TL;DR: June is Pride Month, Immigrant Heritage Month, and PTSD Awareness Month. June also celebrates Juneteenth and Father’s Day. A group of equity, diversity, and inclusion (EDI) practitioners, advocates, and upstanders who understand and appreciate intersectionality came together and shared their experiences and reflections as members and/or allies of the LGBTQ+ community, the immigrant community, the Black community, as well as the community impacted by PTSD. The key takeaway is that we are all intersectional and we all face challenges when it comes to inclusivity and equality, even within our own communities. Another takeaway is that capitalism and commercialization can be counterproductive and harmful to major events like Pride celebrations. It is also important to practice allyship with intention and actions. We ought to listen before we speak, think before we act, and strive to be an upstander beyond being a bystander. You'll find more takeaways and insights at the end of this article.

Definition of Intersectionality
It is an analytical framework for understanding how aspects of a person's social and political identities combine to create different modes of discrimination and privilege. Intersectionality identifies multiple factors of advantage and disadvantage. Examples of these factors include gender, caste, sex, race, ethnicity, class, sexuality, religion, disability, weight, physical appearance, and height. These intersecting and overlapping social identities may be both empowering and oppressing.

Editor's note: Below are the acronyms used in the conversation.

PTSD - Post-traumatic stress disorder
EDI/DEI - Equity, Diversity, Inclusion / Diversity, Equity, Inclusion
ERG - Employee Resource Group
AAPI - Asian American Pacific Islander

The Conversation

ZHOU: Good afternoon, everyone. Today is Thursday, May 26th. This is our very first Intersectional Conversation. I really appreciate you all agreeing to join and have a meaningful conversation around intersectionality, identity, our own journeys, allyship, etc. This is a celebration and also a discussion for June, which is Pride Month, PTSD Awareness Month, as well as Immigrant Heritage Month. Let’s kick it off with some self-introduction.

KATY: I'm Katy Byrtus. She/her pronouns. I work in sales, account management, staffing and recruiting, and EDI events.

[NAME HIDDEN]: Hi, everyone. I am a senior learning designer for DEI and belonging. I do everything from the training to helping create meaningful events and experiences related to DEI, particularly Heritage Months and observances as part of my work. And then work on weaving DEI into everything we do at our organization and helping support our kids as well. I think this body of work is part of my life. I am Mexican American, and I really just try to learn and grow in this space. And like many of you are on this continued journey. I'm excited to be here and be in space with folks, to have these meaningful conversations as I move along on my personal journey, but also want to support the broader community as well.
·····
Continue the article on the Intersectional Conversation from the point where it stops. The records play no part here.
·····
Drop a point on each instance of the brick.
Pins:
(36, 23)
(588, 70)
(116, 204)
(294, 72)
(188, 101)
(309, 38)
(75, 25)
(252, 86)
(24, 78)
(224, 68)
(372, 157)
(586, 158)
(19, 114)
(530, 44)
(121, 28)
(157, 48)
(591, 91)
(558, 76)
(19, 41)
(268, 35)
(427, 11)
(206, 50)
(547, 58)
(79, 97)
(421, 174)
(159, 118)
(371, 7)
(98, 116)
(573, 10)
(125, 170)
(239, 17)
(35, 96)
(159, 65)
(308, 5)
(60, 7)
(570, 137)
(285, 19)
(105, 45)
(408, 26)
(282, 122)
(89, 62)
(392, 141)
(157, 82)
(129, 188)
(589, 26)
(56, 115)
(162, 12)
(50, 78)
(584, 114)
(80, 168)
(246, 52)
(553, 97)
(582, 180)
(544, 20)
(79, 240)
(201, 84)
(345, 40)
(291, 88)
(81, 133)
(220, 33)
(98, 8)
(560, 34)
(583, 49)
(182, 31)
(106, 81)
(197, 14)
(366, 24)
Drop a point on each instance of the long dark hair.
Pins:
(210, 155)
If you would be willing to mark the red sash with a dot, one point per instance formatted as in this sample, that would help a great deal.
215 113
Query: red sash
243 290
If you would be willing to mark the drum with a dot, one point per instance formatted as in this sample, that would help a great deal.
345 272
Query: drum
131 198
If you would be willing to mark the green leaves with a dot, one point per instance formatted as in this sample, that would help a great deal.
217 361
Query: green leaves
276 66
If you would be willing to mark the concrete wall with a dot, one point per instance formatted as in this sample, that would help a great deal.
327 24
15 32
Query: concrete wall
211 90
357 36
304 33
·····
**Task response:**
JANA: Hey, I'm Jana. I love this topic. I am a technical producer. I live with PTSD and I came out as an adult, sort of new to the community in that way. I started a group at my last company for DEI conversations. Right now I'm not getting the support that I need with all the things that have been happening in the world lately. So I'm just showing up where I'm at.

ZHOU: My name is Zhou Fang and I use she/her pronouns. I started Intersectional Group this year as I have been spending a lot of time thinking about intersectionality and what that really means to our lives. Even though many people have a lot of intersections, it's something that’s not intuitive. You have to take a moment to think about it and then start a conversation. Because it's not entirely intuitive, it will be worthwhile for us to have real people who recognize intersections and know that we all intersect in one way or another to have a conversation. For example, May is Mental Health Awareness Month. Of course, it’s also AAPI Heritage Month. So doing all these things makes me wonder what we can do to highlight June, which is largely known as Pride Month. Later on, I realized it's actually Immigrant Heritage Month as well, which was a surprise to me. I was like, why did I not know this? I should know this. And of course, June is also PTSD Awareness Month and I myself have PTSD from immigration. This is a great opportunity to actually start kicking off some discussion around intersectionality.

What does intersectionality mean for you?

[NAME HIDDEN]: For me, it’s really important. It's my Mexican-American heritage. It's being a woman of color. It's been my anxiety, which is a hidden disability. I even brought it up today when we were talking about ERGs because I think there's not always a conversation around intersectionality; how it shows up and impacts people's lives. I see it (intersectionality) as an integral part of my life, but also in others too.

KATY: I appreciate what you said about ERGs because something I've been thinking a lot about lately is - oh, and ERG is “employee resource group”. I have always really struggled with the way that they don't acknowledge intersections and the way that some companies even limit your ability to join more than one. So you have to pick which part of your identity is most important or that you most want to center on. So intersectionality to me is the spectrum of who we are. It is how we show up. It is who we choose to hold space and community with.

JANA: A lot of the words that I heard that resonate with me are acknowledgment and acceptance. And I'll just add one for myself is an openness to understanding how people interact in the world and how people exist in the world, and that the structures that we have in place and the cultures that we exist in may disproportionately affect folks who are living in an intersectional space, being impacted by or being oppressed in multiple ways. For me, I try to be aware of those things and recognize that, and hold space for those things.

KATY: One intersection that I'm struggling with this month is that the Pride parade is on Juneteenth.

JANA: Yeah, I noticed that as well. And it’s challenging. Thinking about it being a day of celebration when really what I want it to be is a day of activism.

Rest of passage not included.